* EXTRACTED ENTRIES *
--- START ---
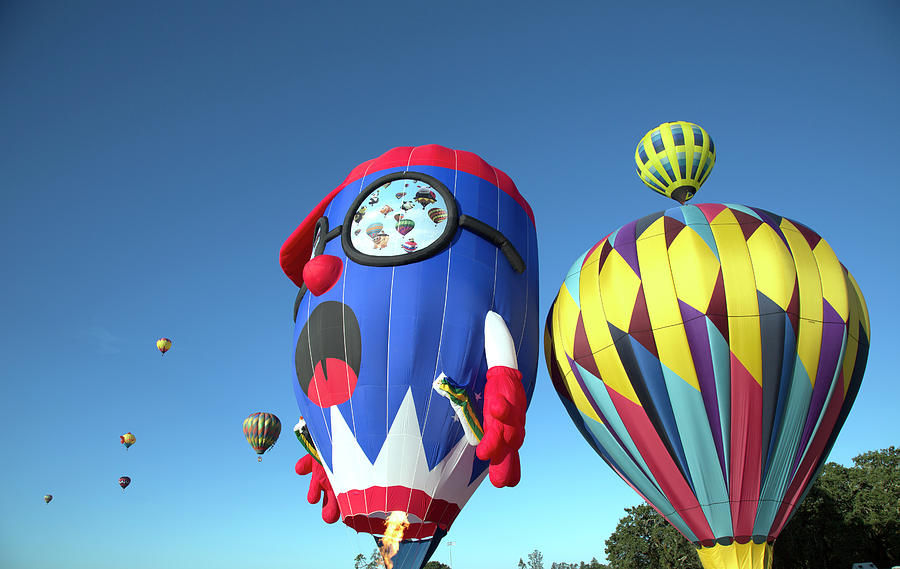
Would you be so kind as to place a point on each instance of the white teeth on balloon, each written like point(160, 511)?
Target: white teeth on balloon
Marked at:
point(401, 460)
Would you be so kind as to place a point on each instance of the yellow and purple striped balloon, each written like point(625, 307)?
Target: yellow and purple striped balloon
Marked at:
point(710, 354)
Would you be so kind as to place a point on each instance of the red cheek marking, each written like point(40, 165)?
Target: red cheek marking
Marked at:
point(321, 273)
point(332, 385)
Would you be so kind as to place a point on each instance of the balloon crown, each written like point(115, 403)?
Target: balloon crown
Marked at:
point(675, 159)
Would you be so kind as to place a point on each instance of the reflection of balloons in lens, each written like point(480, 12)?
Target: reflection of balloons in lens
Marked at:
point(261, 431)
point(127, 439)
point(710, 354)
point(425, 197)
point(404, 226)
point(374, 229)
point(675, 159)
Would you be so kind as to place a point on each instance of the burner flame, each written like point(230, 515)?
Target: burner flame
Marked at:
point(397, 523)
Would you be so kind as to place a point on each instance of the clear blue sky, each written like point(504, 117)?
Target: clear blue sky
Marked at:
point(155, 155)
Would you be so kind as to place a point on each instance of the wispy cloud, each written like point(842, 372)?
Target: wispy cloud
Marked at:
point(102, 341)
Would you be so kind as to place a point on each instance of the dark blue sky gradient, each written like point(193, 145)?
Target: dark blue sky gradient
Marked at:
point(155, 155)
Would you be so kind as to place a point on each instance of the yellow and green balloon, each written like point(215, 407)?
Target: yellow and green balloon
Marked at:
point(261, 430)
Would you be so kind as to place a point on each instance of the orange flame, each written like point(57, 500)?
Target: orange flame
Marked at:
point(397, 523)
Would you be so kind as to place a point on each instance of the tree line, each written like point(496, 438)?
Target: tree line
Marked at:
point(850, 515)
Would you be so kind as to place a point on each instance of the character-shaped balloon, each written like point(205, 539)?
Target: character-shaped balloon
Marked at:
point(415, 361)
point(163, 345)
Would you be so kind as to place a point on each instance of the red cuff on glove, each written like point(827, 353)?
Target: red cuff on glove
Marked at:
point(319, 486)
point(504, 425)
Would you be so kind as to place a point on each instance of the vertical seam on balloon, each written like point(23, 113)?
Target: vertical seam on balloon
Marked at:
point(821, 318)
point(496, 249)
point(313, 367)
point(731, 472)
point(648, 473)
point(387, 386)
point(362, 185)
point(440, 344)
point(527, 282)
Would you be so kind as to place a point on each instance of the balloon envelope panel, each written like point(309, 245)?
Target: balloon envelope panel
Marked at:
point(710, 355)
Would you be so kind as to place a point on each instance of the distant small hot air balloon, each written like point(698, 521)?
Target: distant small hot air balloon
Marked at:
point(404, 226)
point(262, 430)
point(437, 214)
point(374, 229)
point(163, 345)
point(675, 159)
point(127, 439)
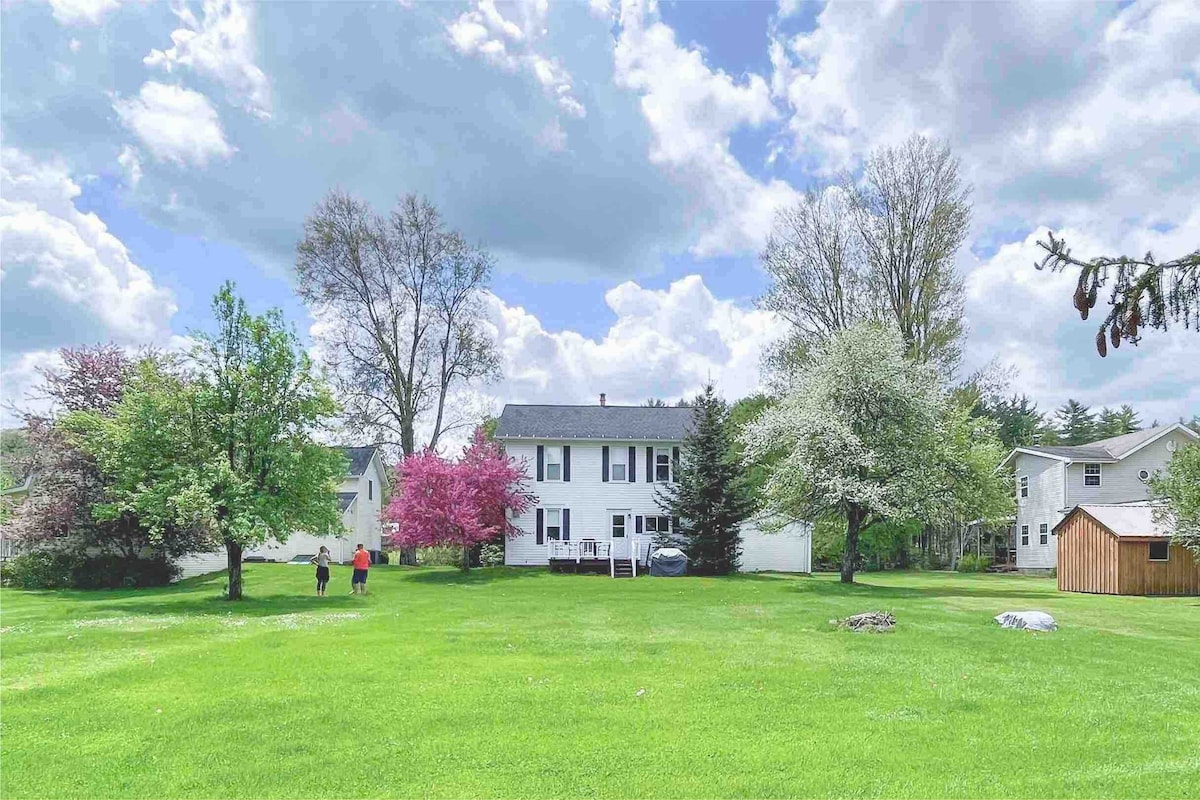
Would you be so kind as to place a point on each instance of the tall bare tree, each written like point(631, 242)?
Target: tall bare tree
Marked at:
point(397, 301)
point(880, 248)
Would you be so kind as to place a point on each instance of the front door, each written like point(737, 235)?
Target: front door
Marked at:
--- END ---
--- START ---
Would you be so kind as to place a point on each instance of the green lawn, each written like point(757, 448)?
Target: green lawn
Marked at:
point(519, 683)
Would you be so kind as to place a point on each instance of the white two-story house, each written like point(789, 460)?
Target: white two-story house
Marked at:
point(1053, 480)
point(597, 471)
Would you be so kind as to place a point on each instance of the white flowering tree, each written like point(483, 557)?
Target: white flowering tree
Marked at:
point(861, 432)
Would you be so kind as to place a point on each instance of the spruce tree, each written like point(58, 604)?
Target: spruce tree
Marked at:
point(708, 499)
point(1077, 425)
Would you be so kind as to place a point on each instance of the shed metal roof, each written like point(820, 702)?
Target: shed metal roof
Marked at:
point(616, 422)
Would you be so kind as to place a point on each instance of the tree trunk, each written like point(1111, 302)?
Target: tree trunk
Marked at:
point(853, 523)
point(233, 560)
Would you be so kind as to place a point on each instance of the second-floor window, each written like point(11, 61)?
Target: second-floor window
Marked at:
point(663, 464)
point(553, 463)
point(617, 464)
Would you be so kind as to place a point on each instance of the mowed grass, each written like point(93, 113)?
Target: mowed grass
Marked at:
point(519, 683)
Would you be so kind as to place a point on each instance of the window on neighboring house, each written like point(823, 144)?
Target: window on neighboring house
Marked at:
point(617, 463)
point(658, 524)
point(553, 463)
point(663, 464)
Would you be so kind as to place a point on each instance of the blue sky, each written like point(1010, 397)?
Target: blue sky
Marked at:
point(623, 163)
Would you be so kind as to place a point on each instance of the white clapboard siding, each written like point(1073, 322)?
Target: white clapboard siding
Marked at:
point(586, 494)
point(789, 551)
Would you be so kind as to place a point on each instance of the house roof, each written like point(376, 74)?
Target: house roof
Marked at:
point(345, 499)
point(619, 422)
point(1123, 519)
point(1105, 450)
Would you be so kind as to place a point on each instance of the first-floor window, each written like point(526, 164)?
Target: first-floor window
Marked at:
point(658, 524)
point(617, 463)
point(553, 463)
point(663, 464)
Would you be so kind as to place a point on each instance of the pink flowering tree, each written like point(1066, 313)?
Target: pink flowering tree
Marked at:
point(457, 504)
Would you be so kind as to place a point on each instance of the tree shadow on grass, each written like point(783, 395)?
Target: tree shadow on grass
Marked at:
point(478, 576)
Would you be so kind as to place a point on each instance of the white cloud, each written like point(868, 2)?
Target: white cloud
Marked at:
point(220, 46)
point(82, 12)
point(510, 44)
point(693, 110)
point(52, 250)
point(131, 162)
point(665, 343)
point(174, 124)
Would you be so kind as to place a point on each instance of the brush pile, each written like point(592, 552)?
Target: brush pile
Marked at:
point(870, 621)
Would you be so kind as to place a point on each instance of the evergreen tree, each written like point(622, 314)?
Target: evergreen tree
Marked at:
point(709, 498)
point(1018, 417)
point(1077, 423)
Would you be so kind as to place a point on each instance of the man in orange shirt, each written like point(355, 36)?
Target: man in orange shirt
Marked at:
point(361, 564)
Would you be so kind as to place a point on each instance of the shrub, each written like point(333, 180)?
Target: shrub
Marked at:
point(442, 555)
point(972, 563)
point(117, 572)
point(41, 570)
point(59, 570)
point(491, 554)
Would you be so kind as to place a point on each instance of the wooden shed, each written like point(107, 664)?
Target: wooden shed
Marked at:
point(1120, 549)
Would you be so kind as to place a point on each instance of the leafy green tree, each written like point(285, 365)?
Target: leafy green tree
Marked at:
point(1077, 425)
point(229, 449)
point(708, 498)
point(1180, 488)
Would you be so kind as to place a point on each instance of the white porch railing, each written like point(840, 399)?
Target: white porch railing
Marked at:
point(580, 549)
--- END ---
* TASK TO CARRY OUT *
From the records above, copy only the lines starting with the line that holds "like point(160, 511)?" and going on through the line that holds "Target: yellow and purple striped balloon", exactly as written.

* REPLY *
Would you be so kind as to place a point on each instance of the white teeth on balloon, each written like point(160, 511)?
Target: white teeth on balloon
Marked at:
point(401, 460)
Would you be so kind as to place a point on each instance of the yellow and purple striped balloon, each written like point(625, 307)?
Target: yellow and purple striped balloon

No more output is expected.